__TEXT ZUM LESEN__.
<<<<
Kinder sind häufig die Leidtragenden,wenn das Familienbudget knapp ist. Aber wer arm ist, will das oft nicht zeigen, wissen Irene Gosepath und Karin Zindler vom Kinderschutzbund.

Von Maria Lüning

„Ich bin arm." Nein, so offen sagt das kaum jemand. Obwohl 42 Prozent der Gladbecker Familien so wenig Geld haben, dass sie nur knapp oder eigentlich gar nicht über die Runden kommen. Aber die Klamotten im Second-Hand-Kleiderladen des Kinderschutzbundes (DKSB) kaufen? „Das ist doch für arme Leute. Das sind wir nicht." Hört Karin Zindler öfter, bis sich jemand endlich über die Schwelle des kleinen Ladens in der Kirchstraße traut. Weil ein Nachbar auch da war.
>>>>
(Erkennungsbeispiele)
<<<<
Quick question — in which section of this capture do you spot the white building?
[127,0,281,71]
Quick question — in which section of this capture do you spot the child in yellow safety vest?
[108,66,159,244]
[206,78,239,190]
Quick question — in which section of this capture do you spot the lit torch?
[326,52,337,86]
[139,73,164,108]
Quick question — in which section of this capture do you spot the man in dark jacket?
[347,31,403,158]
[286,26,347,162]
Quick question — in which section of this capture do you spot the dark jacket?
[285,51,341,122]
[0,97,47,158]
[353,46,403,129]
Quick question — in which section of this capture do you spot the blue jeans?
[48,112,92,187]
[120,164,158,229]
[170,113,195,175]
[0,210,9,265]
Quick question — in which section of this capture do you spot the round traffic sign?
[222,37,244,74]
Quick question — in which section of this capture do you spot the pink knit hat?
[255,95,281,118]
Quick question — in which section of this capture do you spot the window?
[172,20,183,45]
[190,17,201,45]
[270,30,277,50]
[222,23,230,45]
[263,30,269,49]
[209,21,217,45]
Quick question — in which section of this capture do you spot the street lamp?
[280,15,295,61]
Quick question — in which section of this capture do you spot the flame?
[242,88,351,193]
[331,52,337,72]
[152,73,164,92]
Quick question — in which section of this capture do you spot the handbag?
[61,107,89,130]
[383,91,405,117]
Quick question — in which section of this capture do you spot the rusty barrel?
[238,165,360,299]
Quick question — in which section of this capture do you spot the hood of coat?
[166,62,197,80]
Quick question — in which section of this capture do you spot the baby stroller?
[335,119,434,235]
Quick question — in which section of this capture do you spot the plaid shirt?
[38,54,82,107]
>>>>
__AUFGABE 1__. Wie viel Prozent der Familien in Gladbeck kommen laut dem Text über Armut in Gladbeck nur knapp oder gar nicht über die Runden?
__AUFGABE 2__. Knüpf an den letzten Satz des Textes über Armut in Gladbeck an und schreib ihn weiter.
Die Einträge spielen dabei keine Rolle.

__ANTWORT 1__. 42 Prozent.

__ANTWORT 2__.
Armut hat viele Gesichter. Wer sie wirklich sehen will, muss genauer hingucken. „Armut wird oft kaschiert, das soll keiner sehen", ist nämlich die Erfahrung der DKSB-Vorsitzenden Irene Gosepath. Beispiele: Da tragen die Kinder zwar Markenkleidung, gehen aber hungrig zur Schule, weil es kein Frühstück für sie gab. Sie können mit dem Handy zuhause anrufen, doch wenn sie dort sind, frieren sie, weil heizen zu teuer ist. Oder die Mutter ist gestylt wie Madonna, den Kindern fehlt es aber an vielem.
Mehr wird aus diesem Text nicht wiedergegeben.